# Task details
Extract every line from the records below that contains the word "shirt".

[Stored items from a collection]

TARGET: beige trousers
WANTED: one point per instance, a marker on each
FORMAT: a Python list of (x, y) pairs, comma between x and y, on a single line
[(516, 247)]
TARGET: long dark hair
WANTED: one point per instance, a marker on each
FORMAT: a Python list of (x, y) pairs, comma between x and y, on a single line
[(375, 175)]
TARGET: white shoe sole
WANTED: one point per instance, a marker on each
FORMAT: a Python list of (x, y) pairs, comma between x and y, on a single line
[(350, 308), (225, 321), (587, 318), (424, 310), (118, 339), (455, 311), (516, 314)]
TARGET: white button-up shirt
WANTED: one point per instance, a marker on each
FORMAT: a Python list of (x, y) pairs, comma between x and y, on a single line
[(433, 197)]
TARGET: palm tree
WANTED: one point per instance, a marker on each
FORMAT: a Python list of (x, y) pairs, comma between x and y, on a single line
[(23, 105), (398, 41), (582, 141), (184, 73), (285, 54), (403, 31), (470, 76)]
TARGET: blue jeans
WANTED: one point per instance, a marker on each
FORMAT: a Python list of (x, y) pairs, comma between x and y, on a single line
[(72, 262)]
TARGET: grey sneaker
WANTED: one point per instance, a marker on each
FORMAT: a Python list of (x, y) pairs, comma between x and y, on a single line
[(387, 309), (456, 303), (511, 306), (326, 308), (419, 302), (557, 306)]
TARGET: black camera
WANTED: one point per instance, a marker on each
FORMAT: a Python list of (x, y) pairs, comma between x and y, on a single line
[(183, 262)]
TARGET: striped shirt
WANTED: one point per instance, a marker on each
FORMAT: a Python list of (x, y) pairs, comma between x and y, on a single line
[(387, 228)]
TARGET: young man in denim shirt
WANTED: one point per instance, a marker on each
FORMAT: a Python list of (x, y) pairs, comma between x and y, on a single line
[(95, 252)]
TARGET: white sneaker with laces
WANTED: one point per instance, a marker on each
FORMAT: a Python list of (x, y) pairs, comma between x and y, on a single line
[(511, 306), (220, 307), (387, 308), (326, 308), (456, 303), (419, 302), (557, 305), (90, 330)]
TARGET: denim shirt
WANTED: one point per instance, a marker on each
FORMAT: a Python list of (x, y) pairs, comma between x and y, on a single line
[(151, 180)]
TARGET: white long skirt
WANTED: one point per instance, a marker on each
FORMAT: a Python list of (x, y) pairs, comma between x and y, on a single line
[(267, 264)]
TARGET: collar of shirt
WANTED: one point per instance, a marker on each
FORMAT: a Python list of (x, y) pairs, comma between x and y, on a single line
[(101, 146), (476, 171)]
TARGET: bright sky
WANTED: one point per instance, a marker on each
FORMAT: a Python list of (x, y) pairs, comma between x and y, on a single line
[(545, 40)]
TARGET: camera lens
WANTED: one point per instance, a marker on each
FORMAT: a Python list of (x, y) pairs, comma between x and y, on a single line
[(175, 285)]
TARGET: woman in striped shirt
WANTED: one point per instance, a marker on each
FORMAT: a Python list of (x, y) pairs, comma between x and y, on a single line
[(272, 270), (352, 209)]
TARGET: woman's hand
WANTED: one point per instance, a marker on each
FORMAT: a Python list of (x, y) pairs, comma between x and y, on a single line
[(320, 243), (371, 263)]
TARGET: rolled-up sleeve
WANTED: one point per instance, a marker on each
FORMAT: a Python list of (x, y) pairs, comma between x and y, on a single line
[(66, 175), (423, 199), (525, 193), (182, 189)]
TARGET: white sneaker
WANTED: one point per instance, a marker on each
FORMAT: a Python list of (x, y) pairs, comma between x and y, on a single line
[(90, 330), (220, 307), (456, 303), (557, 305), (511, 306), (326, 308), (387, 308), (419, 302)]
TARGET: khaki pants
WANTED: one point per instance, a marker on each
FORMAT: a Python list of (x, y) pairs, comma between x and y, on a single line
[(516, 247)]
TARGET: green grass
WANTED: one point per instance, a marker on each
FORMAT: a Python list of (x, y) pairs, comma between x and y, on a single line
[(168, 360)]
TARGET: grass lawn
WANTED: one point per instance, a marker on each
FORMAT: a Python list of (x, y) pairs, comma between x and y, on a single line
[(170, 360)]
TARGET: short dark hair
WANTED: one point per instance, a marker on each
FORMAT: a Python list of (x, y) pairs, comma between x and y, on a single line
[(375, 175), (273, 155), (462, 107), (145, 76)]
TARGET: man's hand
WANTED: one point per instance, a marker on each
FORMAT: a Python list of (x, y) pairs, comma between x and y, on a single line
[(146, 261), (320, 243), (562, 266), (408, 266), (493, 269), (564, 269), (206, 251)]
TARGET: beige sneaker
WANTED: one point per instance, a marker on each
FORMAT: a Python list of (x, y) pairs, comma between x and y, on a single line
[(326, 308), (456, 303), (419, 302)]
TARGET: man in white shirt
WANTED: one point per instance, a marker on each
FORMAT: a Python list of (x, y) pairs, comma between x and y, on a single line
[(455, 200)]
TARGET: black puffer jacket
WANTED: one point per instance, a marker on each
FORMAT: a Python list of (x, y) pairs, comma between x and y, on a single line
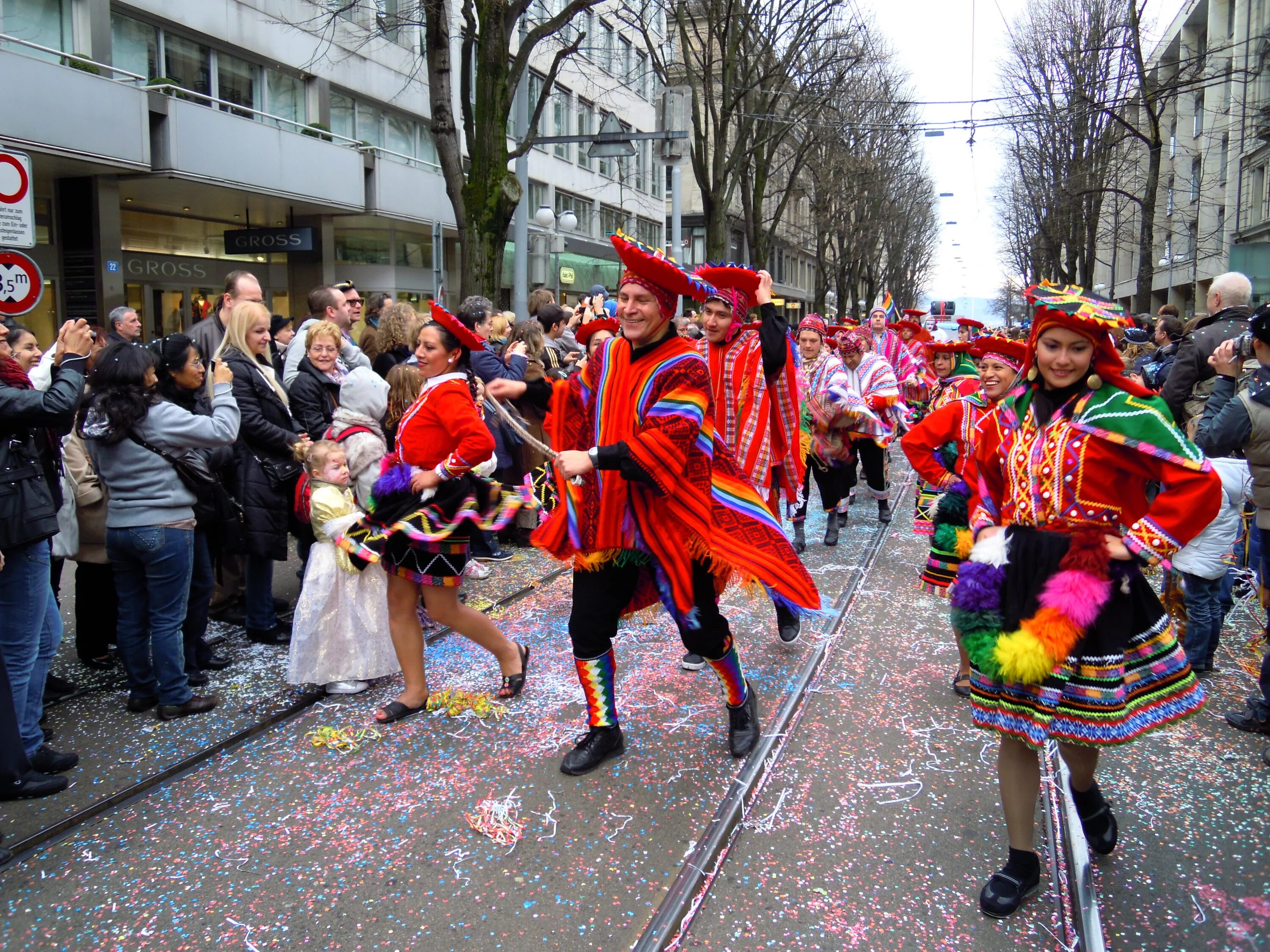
[(266, 435), (30, 465), (314, 399)]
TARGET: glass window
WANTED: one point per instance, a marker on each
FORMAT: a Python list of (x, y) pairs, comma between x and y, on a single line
[(286, 97), (370, 125), (400, 135), (42, 22), (134, 46), (187, 64), (342, 116), (237, 80), (362, 247), (414, 249)]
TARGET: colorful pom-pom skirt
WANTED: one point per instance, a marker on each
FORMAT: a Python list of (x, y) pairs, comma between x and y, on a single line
[(1124, 677), (428, 544)]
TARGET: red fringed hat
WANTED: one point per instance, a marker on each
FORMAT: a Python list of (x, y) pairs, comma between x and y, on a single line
[(1010, 352), (653, 271), (470, 339), (1089, 315), (736, 285), (583, 334)]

# Exercise response
TARGET: white button-up shirt
TARGET: striped shirt
TARGET: young man in denim shirt
TARGET: denim shirt
TARGET: collar of shirt
TARGET: woman in striped shirt
TARGET: man in white shirt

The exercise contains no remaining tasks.